[What you have to do]: Return the lines of the records below without any changes, omitting the pictures from your answer.

[Raw records]:
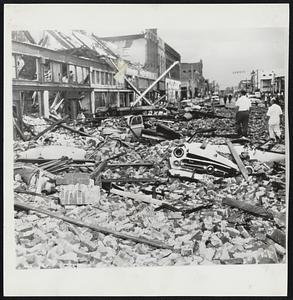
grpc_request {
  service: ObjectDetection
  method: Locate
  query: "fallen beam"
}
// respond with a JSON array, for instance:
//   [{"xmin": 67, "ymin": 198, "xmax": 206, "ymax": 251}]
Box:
[
  {"xmin": 15, "ymin": 158, "xmax": 96, "ymax": 164},
  {"xmin": 101, "ymin": 178, "xmax": 163, "ymax": 183},
  {"xmin": 227, "ymin": 141, "xmax": 248, "ymax": 181},
  {"xmin": 187, "ymin": 128, "xmax": 217, "ymax": 143},
  {"xmin": 110, "ymin": 189, "xmax": 170, "ymax": 206},
  {"xmin": 33, "ymin": 115, "xmax": 69, "ymax": 140},
  {"xmin": 156, "ymin": 123, "xmax": 181, "ymax": 139},
  {"xmin": 13, "ymin": 118, "xmax": 26, "ymax": 142},
  {"xmin": 267, "ymin": 229, "xmax": 286, "ymax": 248},
  {"xmin": 107, "ymin": 162, "xmax": 154, "ymax": 168},
  {"xmin": 131, "ymin": 61, "xmax": 179, "ymax": 106},
  {"xmin": 14, "ymin": 200, "xmax": 173, "ymax": 250},
  {"xmin": 44, "ymin": 115, "xmax": 92, "ymax": 137},
  {"xmin": 90, "ymin": 160, "xmax": 107, "ymax": 179},
  {"xmin": 222, "ymin": 198, "xmax": 274, "ymax": 219}
]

[Worked answer]:
grpc_request {
  service: ObjectDetection
  method: Locate
  query: "fallen beam"
}
// respond with a JSON array, for instance:
//   [{"xmin": 67, "ymin": 198, "xmax": 206, "ymax": 251}]
Box:
[
  {"xmin": 15, "ymin": 158, "xmax": 96, "ymax": 164},
  {"xmin": 101, "ymin": 178, "xmax": 163, "ymax": 183},
  {"xmin": 227, "ymin": 141, "xmax": 248, "ymax": 181},
  {"xmin": 187, "ymin": 128, "xmax": 217, "ymax": 143},
  {"xmin": 110, "ymin": 189, "xmax": 170, "ymax": 206},
  {"xmin": 33, "ymin": 115, "xmax": 69, "ymax": 140},
  {"xmin": 156, "ymin": 123, "xmax": 181, "ymax": 139},
  {"xmin": 13, "ymin": 118, "xmax": 26, "ymax": 142},
  {"xmin": 267, "ymin": 229, "xmax": 286, "ymax": 248},
  {"xmin": 107, "ymin": 162, "xmax": 154, "ymax": 168},
  {"xmin": 131, "ymin": 61, "xmax": 179, "ymax": 106},
  {"xmin": 14, "ymin": 200, "xmax": 173, "ymax": 250},
  {"xmin": 44, "ymin": 115, "xmax": 92, "ymax": 137},
  {"xmin": 90, "ymin": 160, "xmax": 107, "ymax": 179},
  {"xmin": 222, "ymin": 198, "xmax": 274, "ymax": 219}
]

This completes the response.